-------- PASSAGE

I meant 1.1, not a new variant of 1.0... Can you check our Wiki at

http://fd-doc.sourceforge.net/wiki/index.php?n=FdDocEn.FdInstall

to see if all known errors are already listed in the Wiki and in
Bugzilla? The latter is at

http://www.freedos.org/bugzilla/cgi-bin/query.cgi



> The FreeDOS 1.0 ISO is not small bug, people did have bad image about
> the whole project, saw a few people asking questions here several
> months ago, and no one can help them to solve, they're so helpless

Can you give examples of those problems? Is 1.0 worse than beta9
in your opinion?

> I'm want but not able to help, coding not my talent.

This is no problem - we also need a lot of help with non-coding:
Testing bugs in bugzilla (to find out if they still affect the
version that will be used for 1.1), putting packages in zips for
the 1.1 distro, and reading the SVN changelog to make a short
summary which can be put in our kernel changelog text file:

freedos.svn.sourceforge.net/viewvc/freedos/kernel/trunk/kernel/?view=log

Everybody who wants to help with any of the mentioned non-coding
things is welcome, thanks :-).



> I've tried but seems you guys not very impressed about the
> "simplicity", also you have to solve duplicate software,
> make a clean "whatsnew.txt".

Please explain. Which duplicate software?

> I saw Tom's comment about the percentage thing, my advise:
> Marketing is important, no matter how good your product is

True! I am trying to convince somebody in HK to include 1.0
or the Rugxulo 1.1-ish distro instead of beta9. Because if
he includes beta9 (with his product) then that will be bad
for our "marketing". His customers will see an outdated DOS
and will get a bad impression of FreeDOS.

> Good but not simple enough, don't underestimate the human stupidity
> > wiki.fdos.org/Main/Todo_1_0
> Not simple enough, Tom was right about the stupid percentage,
> but people love these kind of presentation

I see. We need a marketing guy who can suggest "understandable
for dummies" descriptions of FreeDOS :-). As we are talking
about the percentage idea, which categories do you have in
mind and which percentage do you think we already reached?

----------------

PROBLEMS TO WORK ON -
[1] Copy the part of the FreeDOS email between "This is no problem" and "welcome, thanks :-).", inclusive, word for word.
[2] In the FreeDOS email, what would happen if beta9 were included with the product of the person in HK?

-------- RECORDED INFORMATION

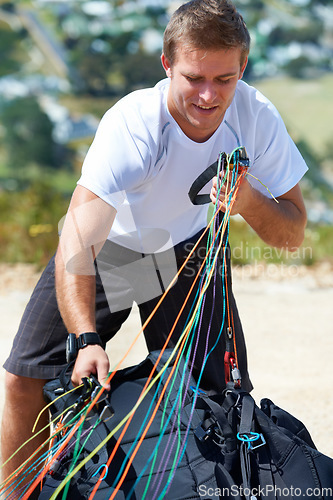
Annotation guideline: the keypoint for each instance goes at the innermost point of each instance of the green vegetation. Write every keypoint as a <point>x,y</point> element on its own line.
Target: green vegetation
<point>29,223</point>
<point>306,107</point>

----------------

TASK ANSWERS -
[1]
This is no problem - we also need a lot of help with non-coding:
Testing bugs in bugzilla (to find out if they still affect the
version that will be used for 1.1), putting packages in zips for
the 1.1 distro, and reading the SVN changelog to make a short
summary which can be put in our kernel changelog text file:

freedos.svn.sourceforge.net/viewvc/freedos/kernel/trunk/kernel/?view=log

Everybody who wants to help with any of the mentioned non-coding
things is welcome, thanks :-).

[2] The customers would see an outdated DOS and get a bad impression of FreeDOS, which would be bad for FreeDOS's "marketing".